------ ENTRADAS DO CONJUNTO ------

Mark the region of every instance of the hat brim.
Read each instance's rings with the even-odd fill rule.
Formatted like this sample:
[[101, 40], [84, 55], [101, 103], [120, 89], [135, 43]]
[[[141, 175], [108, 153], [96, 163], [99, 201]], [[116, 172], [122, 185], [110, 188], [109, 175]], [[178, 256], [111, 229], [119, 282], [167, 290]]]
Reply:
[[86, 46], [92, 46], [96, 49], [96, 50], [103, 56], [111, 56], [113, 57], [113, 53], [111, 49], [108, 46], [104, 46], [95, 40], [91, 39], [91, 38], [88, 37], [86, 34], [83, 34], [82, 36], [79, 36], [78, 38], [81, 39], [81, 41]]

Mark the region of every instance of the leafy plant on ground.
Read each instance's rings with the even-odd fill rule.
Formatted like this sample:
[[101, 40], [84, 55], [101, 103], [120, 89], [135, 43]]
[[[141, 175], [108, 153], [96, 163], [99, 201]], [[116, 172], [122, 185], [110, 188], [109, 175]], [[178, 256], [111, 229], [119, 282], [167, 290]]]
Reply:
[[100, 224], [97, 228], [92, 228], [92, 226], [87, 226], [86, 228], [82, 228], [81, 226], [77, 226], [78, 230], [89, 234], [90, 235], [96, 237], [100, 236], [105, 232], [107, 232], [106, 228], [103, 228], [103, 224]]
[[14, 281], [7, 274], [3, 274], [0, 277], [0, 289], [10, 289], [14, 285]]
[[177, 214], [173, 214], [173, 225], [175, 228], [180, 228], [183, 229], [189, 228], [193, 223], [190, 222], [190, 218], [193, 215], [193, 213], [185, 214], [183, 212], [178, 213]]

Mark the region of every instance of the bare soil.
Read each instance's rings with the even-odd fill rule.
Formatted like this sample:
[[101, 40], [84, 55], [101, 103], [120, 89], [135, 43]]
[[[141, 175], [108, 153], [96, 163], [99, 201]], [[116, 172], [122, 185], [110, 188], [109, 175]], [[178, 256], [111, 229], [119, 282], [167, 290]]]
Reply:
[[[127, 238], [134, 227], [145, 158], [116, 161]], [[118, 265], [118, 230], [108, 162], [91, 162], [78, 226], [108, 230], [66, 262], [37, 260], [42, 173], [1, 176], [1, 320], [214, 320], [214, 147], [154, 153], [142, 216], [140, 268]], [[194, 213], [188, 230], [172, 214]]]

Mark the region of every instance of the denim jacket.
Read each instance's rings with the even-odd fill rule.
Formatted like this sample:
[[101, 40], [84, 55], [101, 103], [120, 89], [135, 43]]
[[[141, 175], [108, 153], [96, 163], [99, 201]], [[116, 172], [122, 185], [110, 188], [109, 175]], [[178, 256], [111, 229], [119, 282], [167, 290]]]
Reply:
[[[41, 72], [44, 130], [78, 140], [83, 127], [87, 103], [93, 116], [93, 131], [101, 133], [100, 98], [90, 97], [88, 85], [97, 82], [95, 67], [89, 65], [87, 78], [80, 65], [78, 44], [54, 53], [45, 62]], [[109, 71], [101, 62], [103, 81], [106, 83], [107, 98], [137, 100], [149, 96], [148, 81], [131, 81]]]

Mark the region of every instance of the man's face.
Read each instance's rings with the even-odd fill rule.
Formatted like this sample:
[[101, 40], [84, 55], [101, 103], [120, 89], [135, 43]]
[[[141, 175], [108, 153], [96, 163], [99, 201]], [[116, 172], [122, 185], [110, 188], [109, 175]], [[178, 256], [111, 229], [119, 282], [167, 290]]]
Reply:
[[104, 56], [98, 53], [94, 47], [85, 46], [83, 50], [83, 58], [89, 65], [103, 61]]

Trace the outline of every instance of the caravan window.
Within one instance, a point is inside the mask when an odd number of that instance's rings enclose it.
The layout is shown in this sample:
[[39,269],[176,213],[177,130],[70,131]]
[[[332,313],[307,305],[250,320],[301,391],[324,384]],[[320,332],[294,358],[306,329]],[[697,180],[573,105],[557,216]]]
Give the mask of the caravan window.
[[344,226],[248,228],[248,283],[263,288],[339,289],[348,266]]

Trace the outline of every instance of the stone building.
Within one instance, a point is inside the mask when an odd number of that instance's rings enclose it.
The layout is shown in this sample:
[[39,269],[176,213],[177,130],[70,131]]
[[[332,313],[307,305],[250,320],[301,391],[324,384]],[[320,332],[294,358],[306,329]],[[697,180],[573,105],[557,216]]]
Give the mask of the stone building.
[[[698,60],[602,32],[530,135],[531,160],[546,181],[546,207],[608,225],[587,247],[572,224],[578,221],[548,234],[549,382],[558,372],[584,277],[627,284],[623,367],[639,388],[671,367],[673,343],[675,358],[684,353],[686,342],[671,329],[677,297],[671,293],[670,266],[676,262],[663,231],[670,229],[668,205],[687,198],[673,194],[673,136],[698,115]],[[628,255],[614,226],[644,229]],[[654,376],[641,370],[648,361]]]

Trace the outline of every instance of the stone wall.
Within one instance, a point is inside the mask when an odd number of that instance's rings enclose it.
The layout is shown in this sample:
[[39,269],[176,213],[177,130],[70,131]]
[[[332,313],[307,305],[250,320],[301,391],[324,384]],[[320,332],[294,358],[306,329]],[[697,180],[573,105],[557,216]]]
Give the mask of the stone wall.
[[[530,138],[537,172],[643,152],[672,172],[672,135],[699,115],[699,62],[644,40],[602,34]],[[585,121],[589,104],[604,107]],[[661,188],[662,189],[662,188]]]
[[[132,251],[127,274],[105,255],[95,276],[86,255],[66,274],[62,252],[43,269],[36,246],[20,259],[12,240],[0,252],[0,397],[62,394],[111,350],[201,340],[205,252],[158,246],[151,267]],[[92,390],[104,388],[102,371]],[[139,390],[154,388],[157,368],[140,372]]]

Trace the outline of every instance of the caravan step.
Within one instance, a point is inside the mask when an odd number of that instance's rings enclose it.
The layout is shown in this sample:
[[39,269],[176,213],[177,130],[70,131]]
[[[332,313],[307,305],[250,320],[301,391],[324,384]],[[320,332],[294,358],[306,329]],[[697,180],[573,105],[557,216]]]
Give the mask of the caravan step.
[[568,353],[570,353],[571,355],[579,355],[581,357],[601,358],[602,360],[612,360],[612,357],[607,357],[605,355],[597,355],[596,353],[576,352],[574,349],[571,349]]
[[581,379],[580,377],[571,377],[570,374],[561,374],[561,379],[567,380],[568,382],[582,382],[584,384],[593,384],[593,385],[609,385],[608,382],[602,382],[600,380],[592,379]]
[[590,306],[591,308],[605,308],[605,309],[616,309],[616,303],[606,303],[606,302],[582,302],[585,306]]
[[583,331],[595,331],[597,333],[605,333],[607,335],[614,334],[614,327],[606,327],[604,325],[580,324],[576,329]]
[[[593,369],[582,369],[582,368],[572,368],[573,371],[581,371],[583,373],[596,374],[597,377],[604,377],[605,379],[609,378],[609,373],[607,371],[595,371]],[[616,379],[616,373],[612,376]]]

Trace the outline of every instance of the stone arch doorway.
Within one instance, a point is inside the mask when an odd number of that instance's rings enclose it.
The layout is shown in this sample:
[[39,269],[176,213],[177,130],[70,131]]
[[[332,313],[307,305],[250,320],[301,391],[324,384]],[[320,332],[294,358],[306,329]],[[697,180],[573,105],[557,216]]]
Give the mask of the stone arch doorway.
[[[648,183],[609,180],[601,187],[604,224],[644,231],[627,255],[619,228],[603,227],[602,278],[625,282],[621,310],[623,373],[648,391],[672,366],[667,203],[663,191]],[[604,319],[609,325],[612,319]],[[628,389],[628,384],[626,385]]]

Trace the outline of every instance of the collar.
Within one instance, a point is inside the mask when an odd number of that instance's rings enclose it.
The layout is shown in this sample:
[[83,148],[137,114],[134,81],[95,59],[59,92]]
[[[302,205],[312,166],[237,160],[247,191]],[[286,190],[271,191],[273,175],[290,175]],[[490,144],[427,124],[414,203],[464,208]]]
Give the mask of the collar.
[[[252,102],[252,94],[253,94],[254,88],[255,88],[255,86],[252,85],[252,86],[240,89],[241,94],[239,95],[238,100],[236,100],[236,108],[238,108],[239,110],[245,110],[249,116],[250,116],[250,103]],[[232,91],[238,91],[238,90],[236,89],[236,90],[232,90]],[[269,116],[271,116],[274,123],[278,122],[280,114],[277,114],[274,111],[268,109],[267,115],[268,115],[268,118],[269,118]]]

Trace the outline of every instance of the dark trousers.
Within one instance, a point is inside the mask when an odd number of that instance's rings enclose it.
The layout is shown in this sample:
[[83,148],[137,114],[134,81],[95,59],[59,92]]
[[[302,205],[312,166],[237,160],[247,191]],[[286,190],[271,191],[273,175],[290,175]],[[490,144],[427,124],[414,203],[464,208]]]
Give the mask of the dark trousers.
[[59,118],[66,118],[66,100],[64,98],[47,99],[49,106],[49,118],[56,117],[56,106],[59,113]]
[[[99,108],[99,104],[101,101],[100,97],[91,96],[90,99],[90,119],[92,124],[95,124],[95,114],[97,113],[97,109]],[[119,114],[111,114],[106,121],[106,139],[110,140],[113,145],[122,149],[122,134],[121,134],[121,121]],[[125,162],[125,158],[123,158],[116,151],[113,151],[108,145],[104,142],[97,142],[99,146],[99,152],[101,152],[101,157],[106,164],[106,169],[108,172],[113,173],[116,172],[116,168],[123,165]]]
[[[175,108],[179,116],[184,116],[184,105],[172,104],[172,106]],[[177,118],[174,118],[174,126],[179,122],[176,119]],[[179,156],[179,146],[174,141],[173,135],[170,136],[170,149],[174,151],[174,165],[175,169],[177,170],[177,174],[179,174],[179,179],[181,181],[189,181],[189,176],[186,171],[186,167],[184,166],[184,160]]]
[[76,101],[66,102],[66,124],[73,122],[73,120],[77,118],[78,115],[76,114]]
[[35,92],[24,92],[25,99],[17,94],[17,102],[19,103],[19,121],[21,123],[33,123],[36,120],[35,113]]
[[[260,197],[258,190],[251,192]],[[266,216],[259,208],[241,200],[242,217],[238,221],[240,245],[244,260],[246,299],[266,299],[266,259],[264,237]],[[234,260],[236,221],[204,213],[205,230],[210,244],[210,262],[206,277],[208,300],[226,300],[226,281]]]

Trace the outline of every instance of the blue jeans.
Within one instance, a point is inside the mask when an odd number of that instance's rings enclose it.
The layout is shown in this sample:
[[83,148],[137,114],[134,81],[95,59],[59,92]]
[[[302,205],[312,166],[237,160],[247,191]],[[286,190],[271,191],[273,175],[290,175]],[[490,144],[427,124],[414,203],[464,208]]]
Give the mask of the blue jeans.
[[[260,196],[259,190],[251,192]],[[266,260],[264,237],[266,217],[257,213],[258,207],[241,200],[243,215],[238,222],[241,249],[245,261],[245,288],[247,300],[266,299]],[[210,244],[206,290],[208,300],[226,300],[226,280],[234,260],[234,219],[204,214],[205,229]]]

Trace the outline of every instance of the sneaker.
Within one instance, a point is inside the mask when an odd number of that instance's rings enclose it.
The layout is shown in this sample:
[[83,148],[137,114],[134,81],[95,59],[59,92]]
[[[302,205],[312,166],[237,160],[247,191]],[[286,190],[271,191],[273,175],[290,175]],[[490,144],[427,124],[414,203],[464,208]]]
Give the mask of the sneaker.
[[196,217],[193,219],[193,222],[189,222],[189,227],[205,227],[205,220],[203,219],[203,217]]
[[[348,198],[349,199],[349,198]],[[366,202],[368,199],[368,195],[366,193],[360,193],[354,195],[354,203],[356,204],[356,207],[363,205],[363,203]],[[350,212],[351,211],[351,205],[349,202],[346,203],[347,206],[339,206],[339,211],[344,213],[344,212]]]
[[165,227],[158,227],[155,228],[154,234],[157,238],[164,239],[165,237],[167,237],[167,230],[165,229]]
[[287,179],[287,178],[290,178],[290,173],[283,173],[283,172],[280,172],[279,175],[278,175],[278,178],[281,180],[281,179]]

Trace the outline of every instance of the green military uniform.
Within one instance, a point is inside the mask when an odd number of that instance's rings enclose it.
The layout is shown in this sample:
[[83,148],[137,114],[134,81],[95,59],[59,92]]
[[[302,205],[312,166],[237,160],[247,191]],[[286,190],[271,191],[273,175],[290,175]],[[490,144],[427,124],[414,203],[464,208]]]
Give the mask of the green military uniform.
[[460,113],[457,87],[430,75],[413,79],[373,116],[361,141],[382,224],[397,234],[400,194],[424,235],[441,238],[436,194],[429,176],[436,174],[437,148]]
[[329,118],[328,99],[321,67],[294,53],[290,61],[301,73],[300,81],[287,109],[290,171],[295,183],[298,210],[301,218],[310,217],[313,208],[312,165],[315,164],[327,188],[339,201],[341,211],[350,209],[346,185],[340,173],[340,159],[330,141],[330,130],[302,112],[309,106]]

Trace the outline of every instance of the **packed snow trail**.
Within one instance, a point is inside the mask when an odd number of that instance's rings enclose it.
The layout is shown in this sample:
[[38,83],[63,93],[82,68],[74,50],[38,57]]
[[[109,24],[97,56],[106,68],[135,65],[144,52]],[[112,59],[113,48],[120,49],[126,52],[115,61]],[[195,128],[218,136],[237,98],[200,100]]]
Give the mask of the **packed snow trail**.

------

• [INSTRUÇÕES DA TAREFA]: Você pode transcrever sem nenhuma alteração o trecho que começa na linha que contém "Trace the outline of every instance of the blue" e termina na linha que contém "Give the mask of the blue jeans.", com as duas linhas incluídas?

• [RESULTADO DO EXERCÍCIO]:
Trace the outline of every instance of the blue jeans.
Within one instance, a point is inside the mask when an odd number of that instance's rings enclose it.
The layout is shown in this sample:
[[83,148],[137,114],[134,81],[95,59],[59,92]]
[[[302,205],[312,166],[237,160],[247,191]],[[286,190],[271,191],[273,175],[290,175]],[[490,144],[427,124],[414,203],[464,208]]]
Give the mask of the blue jeans.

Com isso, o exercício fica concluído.